---------- RECORDS SHOWN

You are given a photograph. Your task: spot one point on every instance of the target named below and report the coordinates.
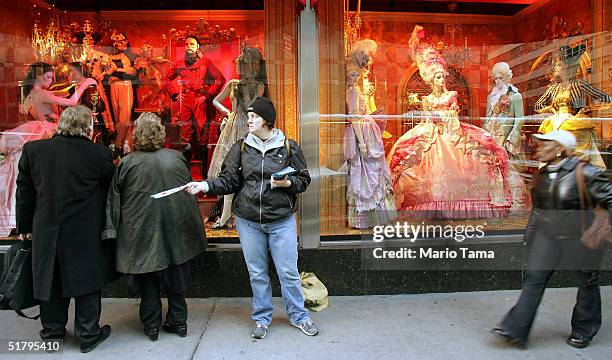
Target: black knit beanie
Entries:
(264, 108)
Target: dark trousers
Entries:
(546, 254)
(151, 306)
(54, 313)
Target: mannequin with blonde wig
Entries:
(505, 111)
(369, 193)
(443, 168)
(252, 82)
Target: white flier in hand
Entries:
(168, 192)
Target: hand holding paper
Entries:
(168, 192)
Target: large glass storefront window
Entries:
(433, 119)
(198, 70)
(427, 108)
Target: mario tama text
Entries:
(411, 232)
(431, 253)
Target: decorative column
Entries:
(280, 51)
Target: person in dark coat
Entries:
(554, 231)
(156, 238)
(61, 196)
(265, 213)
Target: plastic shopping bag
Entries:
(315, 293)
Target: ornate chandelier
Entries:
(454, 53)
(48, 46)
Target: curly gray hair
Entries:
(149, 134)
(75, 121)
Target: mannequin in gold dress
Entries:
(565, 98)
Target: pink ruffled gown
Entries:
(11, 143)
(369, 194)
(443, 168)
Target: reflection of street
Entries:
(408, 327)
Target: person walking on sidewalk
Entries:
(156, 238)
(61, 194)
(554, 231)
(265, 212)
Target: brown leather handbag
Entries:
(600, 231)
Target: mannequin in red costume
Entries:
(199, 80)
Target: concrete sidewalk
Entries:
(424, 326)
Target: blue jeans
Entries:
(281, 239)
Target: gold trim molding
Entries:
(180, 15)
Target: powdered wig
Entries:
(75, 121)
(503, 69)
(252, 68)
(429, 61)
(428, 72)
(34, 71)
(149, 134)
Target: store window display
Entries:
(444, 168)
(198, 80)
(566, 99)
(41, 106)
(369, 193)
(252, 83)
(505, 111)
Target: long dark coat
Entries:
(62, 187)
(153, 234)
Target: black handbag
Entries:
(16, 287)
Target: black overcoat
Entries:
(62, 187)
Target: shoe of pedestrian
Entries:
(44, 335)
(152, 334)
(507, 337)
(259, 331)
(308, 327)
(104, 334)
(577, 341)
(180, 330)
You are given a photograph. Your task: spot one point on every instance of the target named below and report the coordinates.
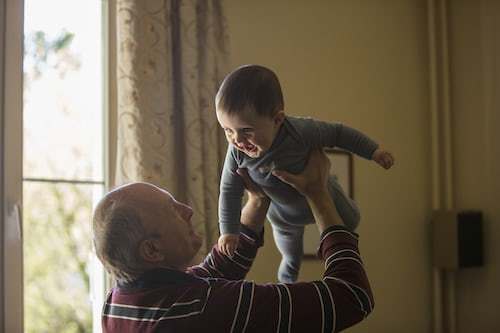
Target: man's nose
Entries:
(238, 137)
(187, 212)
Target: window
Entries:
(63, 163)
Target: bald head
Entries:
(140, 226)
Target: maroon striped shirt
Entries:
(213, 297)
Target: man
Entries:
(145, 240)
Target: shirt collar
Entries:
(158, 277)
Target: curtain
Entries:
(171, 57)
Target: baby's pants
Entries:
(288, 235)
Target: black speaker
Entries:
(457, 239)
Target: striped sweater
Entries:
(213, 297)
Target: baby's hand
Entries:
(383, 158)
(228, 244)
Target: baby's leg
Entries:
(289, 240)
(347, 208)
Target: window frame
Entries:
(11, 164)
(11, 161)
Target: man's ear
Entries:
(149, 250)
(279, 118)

--------------------
---------- RECORDS SHOWN

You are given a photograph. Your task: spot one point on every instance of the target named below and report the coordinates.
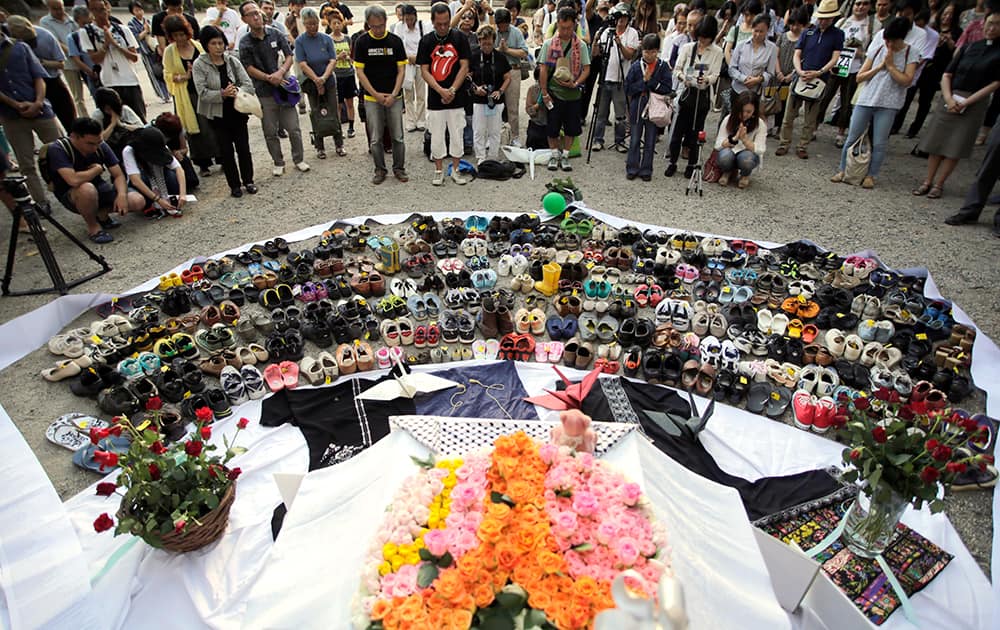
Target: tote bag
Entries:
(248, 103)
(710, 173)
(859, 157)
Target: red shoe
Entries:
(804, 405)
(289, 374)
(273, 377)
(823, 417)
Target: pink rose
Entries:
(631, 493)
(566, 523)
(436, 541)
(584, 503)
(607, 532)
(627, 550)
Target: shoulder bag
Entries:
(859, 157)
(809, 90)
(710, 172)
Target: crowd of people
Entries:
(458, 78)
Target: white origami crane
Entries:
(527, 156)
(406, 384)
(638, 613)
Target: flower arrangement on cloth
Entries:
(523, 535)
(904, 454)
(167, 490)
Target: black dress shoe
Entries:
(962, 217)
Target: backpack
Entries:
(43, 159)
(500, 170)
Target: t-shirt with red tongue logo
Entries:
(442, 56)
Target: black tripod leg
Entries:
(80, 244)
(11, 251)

--------------------

→ **EXERCISE TASK**
Show each line from the rows above that contains the word "dress".

→ **WRITTEN ANSWER**
Target: mannequin in gold dress
Target: black dress shoe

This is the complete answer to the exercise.